Data records ::
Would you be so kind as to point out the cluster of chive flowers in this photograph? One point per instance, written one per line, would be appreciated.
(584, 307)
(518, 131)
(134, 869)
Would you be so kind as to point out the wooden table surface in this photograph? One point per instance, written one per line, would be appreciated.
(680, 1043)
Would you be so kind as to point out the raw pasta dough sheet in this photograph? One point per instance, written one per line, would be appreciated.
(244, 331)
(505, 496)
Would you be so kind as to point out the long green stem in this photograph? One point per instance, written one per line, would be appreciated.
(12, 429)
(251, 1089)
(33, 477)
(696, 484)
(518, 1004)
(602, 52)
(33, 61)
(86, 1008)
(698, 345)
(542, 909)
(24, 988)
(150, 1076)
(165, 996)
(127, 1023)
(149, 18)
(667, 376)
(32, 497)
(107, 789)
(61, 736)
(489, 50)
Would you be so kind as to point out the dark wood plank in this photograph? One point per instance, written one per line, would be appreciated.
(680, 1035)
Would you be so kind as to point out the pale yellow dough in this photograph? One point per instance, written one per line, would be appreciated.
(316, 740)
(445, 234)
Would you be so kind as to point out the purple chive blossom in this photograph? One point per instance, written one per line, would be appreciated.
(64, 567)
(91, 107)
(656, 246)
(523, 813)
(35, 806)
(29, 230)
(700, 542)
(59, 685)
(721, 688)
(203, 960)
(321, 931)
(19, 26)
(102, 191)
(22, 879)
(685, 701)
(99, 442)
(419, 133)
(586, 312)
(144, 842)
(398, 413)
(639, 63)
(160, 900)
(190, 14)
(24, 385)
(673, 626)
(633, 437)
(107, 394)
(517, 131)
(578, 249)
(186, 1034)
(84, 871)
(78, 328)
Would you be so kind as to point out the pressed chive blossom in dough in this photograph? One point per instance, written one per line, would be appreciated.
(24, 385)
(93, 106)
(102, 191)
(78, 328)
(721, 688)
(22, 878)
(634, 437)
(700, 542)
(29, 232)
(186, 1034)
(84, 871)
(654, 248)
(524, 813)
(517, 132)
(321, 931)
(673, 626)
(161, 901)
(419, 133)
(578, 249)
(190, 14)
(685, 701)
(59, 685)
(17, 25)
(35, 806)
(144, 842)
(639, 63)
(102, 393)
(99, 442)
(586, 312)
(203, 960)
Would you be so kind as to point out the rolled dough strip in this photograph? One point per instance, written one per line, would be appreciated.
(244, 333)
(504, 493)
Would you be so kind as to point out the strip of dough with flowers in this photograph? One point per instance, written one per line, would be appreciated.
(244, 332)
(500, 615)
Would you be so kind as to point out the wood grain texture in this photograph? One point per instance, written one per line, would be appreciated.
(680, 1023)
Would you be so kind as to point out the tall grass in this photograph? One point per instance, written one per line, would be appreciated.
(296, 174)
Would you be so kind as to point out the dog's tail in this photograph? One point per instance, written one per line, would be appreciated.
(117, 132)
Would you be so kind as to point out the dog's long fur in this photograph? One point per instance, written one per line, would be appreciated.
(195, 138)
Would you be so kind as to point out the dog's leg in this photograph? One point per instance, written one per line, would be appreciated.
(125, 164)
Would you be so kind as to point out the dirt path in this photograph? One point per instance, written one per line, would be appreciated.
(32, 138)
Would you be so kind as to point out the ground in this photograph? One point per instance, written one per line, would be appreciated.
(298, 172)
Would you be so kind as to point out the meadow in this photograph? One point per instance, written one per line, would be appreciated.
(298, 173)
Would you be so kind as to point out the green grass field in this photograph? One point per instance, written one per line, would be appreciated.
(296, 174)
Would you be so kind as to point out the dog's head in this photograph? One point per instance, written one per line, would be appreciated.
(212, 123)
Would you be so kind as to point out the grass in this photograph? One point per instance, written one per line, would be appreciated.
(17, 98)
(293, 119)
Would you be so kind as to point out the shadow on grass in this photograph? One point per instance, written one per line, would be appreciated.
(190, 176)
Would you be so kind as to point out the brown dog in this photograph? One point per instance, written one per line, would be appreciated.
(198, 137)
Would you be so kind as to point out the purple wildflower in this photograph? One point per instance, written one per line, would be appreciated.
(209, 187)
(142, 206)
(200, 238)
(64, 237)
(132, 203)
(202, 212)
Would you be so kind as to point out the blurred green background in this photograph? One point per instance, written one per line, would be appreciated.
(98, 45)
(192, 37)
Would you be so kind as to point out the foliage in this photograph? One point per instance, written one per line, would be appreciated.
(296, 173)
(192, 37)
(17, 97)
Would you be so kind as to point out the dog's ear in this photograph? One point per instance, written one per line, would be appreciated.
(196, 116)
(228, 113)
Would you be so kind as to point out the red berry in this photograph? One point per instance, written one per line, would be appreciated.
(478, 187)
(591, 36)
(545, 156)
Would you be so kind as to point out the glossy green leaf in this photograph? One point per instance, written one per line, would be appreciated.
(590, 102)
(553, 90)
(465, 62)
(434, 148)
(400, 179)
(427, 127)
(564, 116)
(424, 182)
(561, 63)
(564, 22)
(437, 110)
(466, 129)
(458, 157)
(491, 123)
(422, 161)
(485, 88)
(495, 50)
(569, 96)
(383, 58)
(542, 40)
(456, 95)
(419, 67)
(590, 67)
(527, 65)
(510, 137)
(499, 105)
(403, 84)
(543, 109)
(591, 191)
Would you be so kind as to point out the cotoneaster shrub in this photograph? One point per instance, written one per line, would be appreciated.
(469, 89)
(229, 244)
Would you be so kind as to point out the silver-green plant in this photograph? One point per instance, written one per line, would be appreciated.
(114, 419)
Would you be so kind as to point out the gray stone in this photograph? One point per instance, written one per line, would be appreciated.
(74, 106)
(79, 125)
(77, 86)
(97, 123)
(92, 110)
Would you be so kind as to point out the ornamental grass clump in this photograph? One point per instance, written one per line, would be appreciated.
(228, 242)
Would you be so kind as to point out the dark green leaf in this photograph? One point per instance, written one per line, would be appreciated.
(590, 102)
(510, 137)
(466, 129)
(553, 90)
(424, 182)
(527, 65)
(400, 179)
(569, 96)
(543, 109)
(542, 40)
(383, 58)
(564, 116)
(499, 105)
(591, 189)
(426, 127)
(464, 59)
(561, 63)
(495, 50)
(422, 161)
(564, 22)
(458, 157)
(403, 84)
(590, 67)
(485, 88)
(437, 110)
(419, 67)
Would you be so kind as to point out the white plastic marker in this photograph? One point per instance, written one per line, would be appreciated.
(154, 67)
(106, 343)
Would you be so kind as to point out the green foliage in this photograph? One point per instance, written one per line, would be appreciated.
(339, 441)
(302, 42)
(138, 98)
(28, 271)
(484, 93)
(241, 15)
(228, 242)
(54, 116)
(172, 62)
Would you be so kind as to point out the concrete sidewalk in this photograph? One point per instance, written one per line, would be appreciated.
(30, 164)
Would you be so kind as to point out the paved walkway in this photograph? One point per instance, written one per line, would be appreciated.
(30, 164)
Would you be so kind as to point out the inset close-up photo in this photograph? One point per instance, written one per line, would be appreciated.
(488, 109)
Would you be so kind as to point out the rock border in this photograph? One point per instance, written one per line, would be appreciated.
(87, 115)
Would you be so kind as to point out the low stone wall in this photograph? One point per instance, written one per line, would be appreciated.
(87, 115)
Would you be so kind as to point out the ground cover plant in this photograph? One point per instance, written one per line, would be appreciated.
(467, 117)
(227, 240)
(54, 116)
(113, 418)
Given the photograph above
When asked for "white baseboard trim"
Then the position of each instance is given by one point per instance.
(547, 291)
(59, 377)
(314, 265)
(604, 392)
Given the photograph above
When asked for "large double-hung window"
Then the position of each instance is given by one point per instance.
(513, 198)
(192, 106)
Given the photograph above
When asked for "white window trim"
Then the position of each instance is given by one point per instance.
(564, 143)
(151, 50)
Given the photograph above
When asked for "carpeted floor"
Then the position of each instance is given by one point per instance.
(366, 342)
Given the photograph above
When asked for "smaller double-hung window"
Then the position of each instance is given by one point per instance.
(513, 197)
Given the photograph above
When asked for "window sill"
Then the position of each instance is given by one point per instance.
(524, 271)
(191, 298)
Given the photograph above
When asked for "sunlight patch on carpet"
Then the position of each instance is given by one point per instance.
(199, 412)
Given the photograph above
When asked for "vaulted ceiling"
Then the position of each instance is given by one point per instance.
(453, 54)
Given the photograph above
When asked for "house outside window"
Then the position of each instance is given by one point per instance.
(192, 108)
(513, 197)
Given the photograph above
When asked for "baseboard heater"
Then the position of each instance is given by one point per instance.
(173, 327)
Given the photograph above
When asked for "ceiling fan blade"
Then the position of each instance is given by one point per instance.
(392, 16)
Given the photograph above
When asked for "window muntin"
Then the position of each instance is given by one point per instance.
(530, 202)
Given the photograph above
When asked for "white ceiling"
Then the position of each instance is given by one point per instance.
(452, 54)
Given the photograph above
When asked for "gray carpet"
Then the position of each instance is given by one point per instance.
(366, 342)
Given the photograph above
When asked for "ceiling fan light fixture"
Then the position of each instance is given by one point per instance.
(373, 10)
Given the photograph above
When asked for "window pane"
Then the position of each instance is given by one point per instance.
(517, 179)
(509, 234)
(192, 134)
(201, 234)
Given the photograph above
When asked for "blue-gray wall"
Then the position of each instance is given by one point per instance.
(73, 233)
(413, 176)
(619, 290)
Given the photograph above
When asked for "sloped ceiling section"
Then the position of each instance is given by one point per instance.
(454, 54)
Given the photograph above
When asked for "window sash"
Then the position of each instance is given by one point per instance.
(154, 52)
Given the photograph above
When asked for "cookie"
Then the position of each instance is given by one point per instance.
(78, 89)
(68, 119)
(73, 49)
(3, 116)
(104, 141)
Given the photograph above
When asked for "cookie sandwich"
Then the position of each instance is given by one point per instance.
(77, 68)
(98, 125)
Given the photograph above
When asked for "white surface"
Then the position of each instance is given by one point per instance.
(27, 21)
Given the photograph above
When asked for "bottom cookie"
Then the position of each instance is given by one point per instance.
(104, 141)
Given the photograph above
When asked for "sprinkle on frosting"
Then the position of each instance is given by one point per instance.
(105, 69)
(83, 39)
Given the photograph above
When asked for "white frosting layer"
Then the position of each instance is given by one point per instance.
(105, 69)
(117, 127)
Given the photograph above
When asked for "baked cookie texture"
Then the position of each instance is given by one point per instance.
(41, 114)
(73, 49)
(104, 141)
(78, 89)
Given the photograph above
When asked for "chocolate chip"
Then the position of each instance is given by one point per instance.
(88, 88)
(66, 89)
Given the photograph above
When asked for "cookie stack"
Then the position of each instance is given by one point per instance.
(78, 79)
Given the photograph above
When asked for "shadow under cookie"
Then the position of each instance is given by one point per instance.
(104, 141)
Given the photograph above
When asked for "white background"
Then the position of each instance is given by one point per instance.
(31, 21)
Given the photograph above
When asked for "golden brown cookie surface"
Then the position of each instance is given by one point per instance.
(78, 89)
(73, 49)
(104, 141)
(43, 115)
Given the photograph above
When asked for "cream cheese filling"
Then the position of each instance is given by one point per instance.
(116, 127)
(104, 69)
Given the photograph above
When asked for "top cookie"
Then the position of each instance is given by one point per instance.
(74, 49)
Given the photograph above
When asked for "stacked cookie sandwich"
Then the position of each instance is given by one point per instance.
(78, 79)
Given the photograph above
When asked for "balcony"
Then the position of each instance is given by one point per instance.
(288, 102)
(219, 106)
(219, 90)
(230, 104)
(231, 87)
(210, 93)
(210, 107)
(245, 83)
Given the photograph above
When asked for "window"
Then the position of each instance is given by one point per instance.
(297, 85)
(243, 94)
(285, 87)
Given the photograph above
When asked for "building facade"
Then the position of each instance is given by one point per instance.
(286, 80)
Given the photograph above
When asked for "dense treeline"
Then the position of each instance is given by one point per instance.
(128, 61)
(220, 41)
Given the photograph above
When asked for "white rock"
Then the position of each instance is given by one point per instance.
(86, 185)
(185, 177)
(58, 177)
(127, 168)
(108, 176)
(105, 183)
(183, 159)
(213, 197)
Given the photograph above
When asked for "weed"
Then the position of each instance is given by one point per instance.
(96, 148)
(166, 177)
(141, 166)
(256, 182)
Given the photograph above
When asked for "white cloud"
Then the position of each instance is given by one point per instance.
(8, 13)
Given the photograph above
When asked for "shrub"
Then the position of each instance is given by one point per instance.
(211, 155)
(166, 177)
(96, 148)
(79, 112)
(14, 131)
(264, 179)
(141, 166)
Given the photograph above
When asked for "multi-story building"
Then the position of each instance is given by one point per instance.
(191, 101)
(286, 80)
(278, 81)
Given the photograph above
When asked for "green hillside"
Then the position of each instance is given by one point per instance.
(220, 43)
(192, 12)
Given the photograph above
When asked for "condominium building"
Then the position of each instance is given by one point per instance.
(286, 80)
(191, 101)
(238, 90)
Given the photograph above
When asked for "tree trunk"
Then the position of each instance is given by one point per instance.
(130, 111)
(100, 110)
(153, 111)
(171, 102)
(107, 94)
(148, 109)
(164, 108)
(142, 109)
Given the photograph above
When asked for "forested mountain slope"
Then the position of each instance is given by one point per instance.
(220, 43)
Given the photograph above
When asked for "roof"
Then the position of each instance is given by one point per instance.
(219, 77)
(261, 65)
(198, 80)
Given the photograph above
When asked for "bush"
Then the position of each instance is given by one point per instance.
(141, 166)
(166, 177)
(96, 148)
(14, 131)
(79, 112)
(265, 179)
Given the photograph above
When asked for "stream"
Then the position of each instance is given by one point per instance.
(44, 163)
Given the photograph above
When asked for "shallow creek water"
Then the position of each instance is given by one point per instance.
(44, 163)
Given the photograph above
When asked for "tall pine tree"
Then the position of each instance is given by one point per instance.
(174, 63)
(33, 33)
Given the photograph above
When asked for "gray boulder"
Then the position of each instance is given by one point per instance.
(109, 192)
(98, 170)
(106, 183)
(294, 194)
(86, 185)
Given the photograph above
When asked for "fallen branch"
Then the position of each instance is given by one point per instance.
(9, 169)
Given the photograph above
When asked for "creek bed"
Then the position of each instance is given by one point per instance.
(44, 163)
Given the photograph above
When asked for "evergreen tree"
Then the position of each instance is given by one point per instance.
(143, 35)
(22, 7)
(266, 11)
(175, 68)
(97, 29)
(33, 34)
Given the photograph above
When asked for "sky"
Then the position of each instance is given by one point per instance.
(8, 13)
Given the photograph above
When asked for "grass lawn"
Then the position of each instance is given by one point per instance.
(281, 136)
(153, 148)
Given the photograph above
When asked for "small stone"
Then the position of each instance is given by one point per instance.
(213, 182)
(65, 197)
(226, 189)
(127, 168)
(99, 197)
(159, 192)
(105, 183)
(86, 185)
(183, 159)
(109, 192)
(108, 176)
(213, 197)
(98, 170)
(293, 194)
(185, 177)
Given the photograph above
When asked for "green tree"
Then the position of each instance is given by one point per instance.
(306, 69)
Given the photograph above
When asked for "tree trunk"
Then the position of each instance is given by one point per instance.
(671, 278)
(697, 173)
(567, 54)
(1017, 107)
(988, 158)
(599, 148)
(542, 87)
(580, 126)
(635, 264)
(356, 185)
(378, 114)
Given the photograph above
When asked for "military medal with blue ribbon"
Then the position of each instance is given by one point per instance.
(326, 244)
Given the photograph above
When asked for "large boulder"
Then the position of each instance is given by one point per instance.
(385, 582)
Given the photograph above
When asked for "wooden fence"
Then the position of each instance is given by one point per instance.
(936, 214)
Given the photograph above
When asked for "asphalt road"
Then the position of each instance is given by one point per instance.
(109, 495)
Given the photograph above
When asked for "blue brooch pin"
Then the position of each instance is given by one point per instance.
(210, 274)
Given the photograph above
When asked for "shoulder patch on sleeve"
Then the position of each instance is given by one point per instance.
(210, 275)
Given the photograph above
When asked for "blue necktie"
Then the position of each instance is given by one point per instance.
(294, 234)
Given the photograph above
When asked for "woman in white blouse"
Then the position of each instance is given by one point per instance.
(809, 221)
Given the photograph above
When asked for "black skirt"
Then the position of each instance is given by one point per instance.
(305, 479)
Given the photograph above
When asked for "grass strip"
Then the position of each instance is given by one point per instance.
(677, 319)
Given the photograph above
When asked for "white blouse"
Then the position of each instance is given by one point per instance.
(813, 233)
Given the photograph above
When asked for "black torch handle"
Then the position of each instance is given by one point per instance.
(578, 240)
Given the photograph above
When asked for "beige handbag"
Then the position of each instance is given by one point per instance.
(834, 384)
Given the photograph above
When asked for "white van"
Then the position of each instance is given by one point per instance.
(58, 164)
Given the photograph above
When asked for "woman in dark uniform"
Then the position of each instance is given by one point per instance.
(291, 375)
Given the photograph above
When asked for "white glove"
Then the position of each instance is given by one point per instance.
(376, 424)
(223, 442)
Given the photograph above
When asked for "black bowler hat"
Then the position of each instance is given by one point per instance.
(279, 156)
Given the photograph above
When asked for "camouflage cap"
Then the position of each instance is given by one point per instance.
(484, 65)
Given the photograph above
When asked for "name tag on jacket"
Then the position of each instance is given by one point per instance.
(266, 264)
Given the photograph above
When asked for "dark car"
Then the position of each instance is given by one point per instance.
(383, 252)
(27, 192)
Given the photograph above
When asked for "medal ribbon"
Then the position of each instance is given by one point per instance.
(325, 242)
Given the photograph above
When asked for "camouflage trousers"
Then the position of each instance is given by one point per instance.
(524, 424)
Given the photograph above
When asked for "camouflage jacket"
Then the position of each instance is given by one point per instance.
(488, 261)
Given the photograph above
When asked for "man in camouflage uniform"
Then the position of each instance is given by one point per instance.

What you will do ::
Each line above that contains the word "boulder" counts once; give the total and no other text.

Task solution ::
2